Instructions for the task: Only the lines from the one containing "pin: the rooftop" through the end of the entries should be repeated, exactly as they appear, first and last included.

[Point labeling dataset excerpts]
[Start]

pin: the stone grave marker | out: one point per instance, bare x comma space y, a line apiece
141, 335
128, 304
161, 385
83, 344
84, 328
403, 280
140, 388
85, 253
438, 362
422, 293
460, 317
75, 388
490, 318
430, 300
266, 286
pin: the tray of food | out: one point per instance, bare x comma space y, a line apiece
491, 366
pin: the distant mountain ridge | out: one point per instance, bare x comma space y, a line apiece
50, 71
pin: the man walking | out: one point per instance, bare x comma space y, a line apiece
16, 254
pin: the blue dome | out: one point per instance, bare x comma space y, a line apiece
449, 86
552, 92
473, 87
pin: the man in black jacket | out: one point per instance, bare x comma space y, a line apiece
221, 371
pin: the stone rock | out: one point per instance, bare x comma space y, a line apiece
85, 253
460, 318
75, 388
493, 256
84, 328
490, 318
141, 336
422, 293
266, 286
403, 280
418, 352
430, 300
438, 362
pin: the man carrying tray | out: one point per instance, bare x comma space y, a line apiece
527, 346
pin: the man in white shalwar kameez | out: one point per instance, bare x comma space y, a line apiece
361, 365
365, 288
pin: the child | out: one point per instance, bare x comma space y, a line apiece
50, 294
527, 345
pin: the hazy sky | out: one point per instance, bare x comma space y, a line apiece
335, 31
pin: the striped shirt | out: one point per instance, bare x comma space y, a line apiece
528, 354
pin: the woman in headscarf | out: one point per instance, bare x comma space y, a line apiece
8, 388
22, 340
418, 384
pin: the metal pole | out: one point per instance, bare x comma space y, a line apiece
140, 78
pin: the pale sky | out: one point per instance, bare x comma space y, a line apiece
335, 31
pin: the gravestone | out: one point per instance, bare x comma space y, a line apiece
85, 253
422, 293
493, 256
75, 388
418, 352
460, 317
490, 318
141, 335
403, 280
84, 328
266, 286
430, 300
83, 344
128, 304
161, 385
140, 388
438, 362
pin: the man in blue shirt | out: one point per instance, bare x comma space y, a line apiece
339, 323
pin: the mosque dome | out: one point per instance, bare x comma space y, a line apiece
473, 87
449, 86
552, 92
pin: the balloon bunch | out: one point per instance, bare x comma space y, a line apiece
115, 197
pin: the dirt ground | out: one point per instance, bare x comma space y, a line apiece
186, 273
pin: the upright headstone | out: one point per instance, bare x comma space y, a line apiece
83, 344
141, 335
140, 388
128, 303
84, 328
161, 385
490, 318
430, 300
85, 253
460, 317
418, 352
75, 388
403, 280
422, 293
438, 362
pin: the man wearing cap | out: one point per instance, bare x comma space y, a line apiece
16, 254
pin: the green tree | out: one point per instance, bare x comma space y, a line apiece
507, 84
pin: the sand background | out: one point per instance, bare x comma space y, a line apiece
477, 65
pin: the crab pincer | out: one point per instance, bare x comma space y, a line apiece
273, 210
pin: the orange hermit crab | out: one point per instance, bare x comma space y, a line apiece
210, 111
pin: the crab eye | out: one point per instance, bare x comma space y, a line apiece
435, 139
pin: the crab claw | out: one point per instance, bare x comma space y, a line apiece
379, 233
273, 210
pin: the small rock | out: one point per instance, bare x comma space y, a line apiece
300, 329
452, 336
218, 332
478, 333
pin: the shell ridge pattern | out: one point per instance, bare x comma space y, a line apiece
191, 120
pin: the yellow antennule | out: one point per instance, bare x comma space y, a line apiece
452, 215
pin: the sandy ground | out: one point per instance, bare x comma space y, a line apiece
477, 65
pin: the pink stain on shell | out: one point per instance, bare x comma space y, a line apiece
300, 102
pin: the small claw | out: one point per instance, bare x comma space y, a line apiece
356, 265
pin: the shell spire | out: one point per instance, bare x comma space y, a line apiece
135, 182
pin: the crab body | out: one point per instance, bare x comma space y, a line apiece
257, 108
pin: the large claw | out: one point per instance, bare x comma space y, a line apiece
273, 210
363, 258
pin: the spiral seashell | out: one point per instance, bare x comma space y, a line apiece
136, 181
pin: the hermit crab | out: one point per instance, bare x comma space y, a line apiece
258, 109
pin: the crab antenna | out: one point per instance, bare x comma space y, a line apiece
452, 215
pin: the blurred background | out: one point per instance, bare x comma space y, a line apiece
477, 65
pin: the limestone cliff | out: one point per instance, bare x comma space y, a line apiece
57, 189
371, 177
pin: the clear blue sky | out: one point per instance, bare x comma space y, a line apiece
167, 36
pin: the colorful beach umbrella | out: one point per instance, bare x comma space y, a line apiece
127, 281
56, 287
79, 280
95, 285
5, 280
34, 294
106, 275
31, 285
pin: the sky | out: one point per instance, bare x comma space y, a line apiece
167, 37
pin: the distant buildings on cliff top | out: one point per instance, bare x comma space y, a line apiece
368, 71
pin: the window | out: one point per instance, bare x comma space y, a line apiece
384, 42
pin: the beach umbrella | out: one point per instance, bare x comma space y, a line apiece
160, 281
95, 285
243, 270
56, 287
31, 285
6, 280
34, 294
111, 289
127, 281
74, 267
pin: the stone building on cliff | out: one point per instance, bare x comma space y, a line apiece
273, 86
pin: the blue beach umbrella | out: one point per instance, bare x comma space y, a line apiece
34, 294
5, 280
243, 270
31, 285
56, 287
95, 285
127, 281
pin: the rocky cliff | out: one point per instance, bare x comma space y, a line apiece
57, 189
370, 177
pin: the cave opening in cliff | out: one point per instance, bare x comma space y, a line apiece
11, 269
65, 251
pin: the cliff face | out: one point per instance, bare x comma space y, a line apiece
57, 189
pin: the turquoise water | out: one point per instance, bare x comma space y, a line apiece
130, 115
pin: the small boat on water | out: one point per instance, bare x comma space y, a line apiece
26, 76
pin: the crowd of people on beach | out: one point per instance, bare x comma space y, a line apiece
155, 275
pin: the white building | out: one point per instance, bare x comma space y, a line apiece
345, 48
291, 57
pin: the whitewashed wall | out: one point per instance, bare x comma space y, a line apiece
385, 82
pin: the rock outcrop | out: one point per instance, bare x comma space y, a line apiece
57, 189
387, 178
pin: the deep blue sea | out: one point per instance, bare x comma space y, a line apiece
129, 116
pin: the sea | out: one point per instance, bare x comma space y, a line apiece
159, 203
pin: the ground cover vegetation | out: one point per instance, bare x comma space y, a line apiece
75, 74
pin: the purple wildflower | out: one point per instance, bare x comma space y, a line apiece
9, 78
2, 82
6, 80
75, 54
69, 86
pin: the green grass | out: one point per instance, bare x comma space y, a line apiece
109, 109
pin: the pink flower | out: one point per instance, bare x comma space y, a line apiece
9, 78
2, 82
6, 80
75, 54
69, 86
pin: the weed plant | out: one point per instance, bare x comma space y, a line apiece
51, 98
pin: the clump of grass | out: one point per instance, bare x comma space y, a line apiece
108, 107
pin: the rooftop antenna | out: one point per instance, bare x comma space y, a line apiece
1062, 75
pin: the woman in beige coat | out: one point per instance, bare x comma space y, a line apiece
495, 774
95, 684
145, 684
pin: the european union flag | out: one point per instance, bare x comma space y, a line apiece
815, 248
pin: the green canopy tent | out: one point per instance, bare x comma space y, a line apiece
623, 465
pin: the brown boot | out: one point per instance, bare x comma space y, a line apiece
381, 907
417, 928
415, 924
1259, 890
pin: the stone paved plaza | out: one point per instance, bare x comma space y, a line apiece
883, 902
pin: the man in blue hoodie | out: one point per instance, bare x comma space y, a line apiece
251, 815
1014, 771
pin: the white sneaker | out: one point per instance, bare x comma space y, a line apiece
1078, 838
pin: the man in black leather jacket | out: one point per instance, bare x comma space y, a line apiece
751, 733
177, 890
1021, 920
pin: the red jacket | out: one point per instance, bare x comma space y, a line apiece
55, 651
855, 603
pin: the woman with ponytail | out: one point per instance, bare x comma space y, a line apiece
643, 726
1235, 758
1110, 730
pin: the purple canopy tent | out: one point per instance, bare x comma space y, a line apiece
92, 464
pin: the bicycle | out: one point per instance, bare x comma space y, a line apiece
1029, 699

[End]

In response:
pin: the rooftop antenna | out: one point per instance, bare x comma space y, a line apiece
1062, 75
pin: the woman in beige coat | out: one point per instance, bare x comma space y, a line apiece
495, 774
95, 684
145, 684
pin: the european union flag | out: one point per instance, bare x comma space y, a line apiece
815, 248
pin: the green canopy tent | out: one point per instance, bare x comma space y, a line apiece
623, 465
pin: the brown boot | out: one point per instance, bare x comma space y, a line apiece
381, 907
417, 928
415, 924
1259, 890
pin: the stone paved plaza | out: one point per instance, bare x comma space y, a line apiece
883, 902
pin: the man in blue hoodie | out: one point per instance, bare x comma space y, a line apiece
251, 815
1014, 771
pin: the white sneaker | out: one point per instance, bare x comma space y, a line apiece
1078, 838
pin: the man in black leather jacket | out: one point per instance, bare x comma space y, a line apiece
751, 733
177, 890
1021, 920
pin: the red jacket | out: one point per instance, bare x comma space y, a line apiece
55, 651
855, 603
pin: the woman with ponytail | out: one point per instance, bare x comma space y, a line apiece
643, 726
1235, 758
1110, 730
pin: the purple canopy tent | out: one point per instance, bare x comma space y, a line apiece
92, 464
pin: the bicycle | out: one point per instance, bare x comma space y, a line apiece
1029, 699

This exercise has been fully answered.